PROVIDED TEXT
------------------------

The following has information on how to monitor and manage your COVID symptoms now that you have tested positive. It also has information on contacts and isolation.

Please note that the following information is up to date as of 24/5/22. It is absolutely the case that recommendations made today will change, and it is important to keep an eye on official sources linked below to make sure they are up to date.

If after reading this, you have concerns about your circumstances or symptoms, please contact your usual GP for the earliest available telehealth appointment. If you are not able to get an appointment with your usual GP, or you do not have a usual GP, you are able to organise a follow up face to face or telehealth appointment with a doctor from Rowville Respiratory Clinic through, in the 14 days following your positive test.


I have tested positive – what do I do now?

  1. Isolate for 7 day from the date your test was performed

While in isolation you must stay at home, except for in the case of an emergency where your safety is at risk. If you attend a hospital, GP or police station in the event of an emergency appointment, you must tell them prior you have COVID-19.

You should stay separated from other people in your house if possible. If you cannot isolate in a separate room you should avoid shared spaces where you can, and wear a mask and clean down any touched surfaces in shared areas. For more information on isolation, please see:

  1. Notify your contacts

Department of Health is no longer notifying close contacts, so please notify those you have been in contact with since you have developed symptoms, and in the 2 days prior when it is likely you were infectious before you developed symptoms.

CLOSE CONTACTS are those you spent more than four hours indoors in a house or accommodation.
Close contacts no longer need to quarantine and  can leave home each day provided they:

    • Continually test negative using a rapid antigen test, on at least 5 days out of the 7 day period (ensure tests are spaced at least 24 hours apart).
    • wear a mask indoors when outside the home
    • do not visit hospitals or care facilities
    • notify their employer or education facility

If they can not follow these steps, they must quarantine for the 7-day period – and they are required to get tested on Day 1 and Day 6. They can leave at day 7 with a negative rapid antigen test or PCR performed on day 6, if they remain asymptomatic.

SOCIAL CONTACTS are not people from your home, workplace or school. For further information on close contacts, as well as social and workplace/educational contacts, please visit:

  1. Symptom management

Keeping up fluids, rest, Panadol/nurofen, sore throat gargles and lozenges can all be helpful for managing COVID symptoms. Consider oral rehydration solutions (like Gastrolyte or Hydrolyte) if you have had diarrhoea/vomiting.

------------------------

YOUR GOAL
Decide whether each statement agrees with the COVID guidance, answering yes or no and quoting the guidance's deciding words. (a) Close contacts are still required to quarantine. (b) The Department of Health notifies close contacts. (c) A close contact's rapid antigen tests should be at least 24 hours apart. Base every answer on the COVID guidance alone.

SUPPLIED DATA
------------------------

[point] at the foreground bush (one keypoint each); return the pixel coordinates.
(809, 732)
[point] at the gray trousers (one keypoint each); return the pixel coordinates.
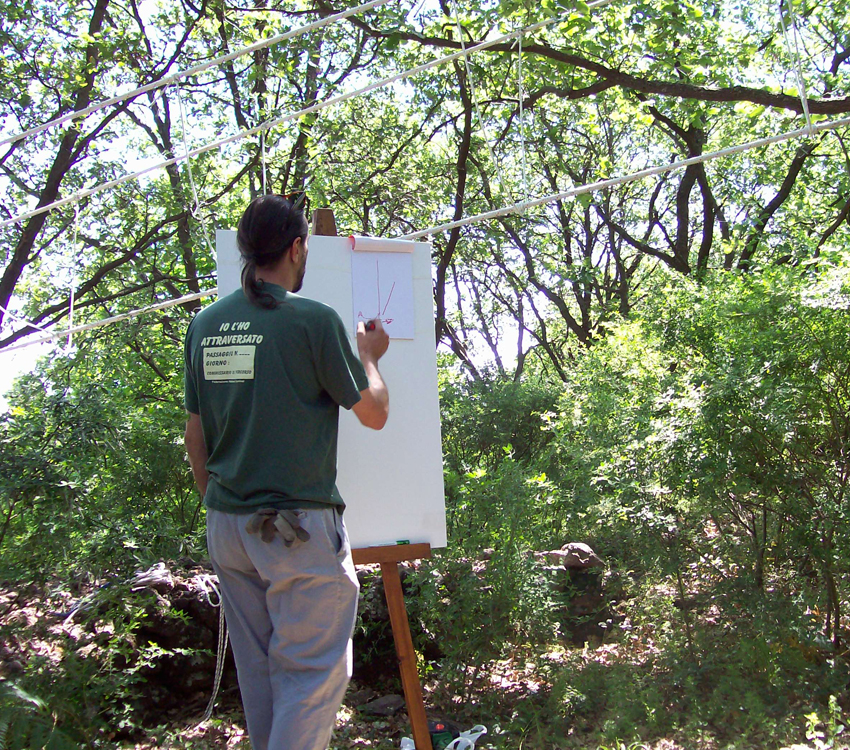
(290, 612)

------------------------

ANSWER SECTION
(a) No: "Close contacts no longer need to quarantine"
(b) No: "Department of Health is no longer notifying close contacts"
(c) Yes: "ensure tests are spaced at least 24 hours apart"